# Required work
Write the records out again in full, word for word.

(Records from a collection)
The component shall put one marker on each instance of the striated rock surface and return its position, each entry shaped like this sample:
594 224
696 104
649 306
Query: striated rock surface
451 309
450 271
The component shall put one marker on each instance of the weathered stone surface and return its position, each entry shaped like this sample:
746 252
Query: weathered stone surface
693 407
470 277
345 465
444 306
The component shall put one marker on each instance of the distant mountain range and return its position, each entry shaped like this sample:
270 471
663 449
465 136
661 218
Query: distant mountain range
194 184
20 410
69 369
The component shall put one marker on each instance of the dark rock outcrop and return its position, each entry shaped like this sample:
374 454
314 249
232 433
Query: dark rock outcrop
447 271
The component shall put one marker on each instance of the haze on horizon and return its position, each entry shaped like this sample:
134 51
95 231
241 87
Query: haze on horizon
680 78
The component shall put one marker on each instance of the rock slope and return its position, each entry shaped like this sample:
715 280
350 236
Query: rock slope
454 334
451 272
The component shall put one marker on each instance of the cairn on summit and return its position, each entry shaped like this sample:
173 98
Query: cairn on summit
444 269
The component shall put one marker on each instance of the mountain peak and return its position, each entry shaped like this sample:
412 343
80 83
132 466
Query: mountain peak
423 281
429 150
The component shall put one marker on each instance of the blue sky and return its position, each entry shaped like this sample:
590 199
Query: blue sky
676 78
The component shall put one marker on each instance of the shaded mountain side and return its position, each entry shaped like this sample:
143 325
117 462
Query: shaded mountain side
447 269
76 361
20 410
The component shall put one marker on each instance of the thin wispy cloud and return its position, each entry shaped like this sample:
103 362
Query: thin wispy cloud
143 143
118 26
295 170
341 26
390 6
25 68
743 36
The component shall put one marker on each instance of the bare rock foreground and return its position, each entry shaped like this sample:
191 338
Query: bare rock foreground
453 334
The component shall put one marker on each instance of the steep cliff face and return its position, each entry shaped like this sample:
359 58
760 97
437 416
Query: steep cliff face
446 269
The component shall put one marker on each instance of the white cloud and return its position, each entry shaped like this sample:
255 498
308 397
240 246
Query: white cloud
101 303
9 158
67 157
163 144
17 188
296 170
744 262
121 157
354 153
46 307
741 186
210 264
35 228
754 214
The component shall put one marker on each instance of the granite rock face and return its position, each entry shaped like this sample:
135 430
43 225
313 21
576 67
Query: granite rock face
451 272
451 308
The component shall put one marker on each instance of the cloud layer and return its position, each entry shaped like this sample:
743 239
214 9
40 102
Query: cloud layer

# Solution for this exercise
The component shall put one marker on each instance of the striated rock surface and return its position, each entry shaped like this sample:
594 224
696 104
649 306
Query: striated rock surface
451 309
450 271
The component shall put one marker on each instance of the weathered stone surface and return its position, each entry shaped like this sample:
746 252
Query: weathered stone surface
693 407
470 277
345 465
444 306
The component shall put one marker on each instance of the distant mountain range and return its position, each entry shaped like this sample:
270 471
663 449
465 136
661 218
Query: distant mountain range
194 184
20 410
69 369
The component shall put one marker on each instance of the dark rock outcrop and return its position, each entry shaped like this sample:
374 454
314 249
232 433
Query: dark rock outcrop
447 271
The component shall put one marker on each instance of the haze on horizon and return its position, each entry shaped like this sample:
134 51
95 231
241 87
Query: haze on horizon
680 78
The component shall put one marker on each instance of the rock slope and return its position, each entry shaped like this sample:
715 280
350 236
Query: rock slope
454 334
451 272
The component shall put one marker on each instance of the cairn on summit and return its position, each entry shaped like this sample:
173 98
Query: cairn on summit
444 269
The component shall put one marker on each instance of the mountain peak and return its position, each entry shaped like this sample:
412 343
80 83
132 466
Query: mountain peak
423 281
429 150
The component shall put one marker on each instance of the blue sky and return its position, each entry shaped like this sample:
590 199
Query: blue sky
676 78
The component shall put one marker on each instance of the shaded mountain side and return its position, each entry shaped like this sample:
143 325
117 462
Query: shaded mountain side
447 269
76 361
20 410
The component shall put one marker on each instance of the thin wispy cloud and return its position, each entry shaped like this sample:
103 362
Query: thin wispy cloud
143 143
118 26
295 170
341 26
390 6
25 68
743 36
The component shall put one marker on each instance of the bare rock foreground and return its position, each entry shaped like this sample:
191 338
Query: bare rock foreground
453 334
The component shall put one marker on each instance of the steep cliff face and return its position, each entry shaped like this sample:
359 58
760 97
437 416
Query: steep cliff face
446 269
The component shall put one marker on each instance of the white cloud and return its position, each entry shaped like this sample:
255 498
308 397
240 246
Query: white cloud
101 303
9 158
67 157
163 144
17 188
296 170
744 262
121 157
354 153
46 307
741 186
210 264
35 228
754 214
The component shall put one marker on each instance of the granite rock face and return its position, each entry shaped like this sample:
135 430
43 225
313 21
576 67
Query: granite rock face
451 272
451 308
The component shall put one marker on each instance of the cloud layer and return its position, each entry shaped like this sample:
743 239
214 9
40 102
Query: cloud layer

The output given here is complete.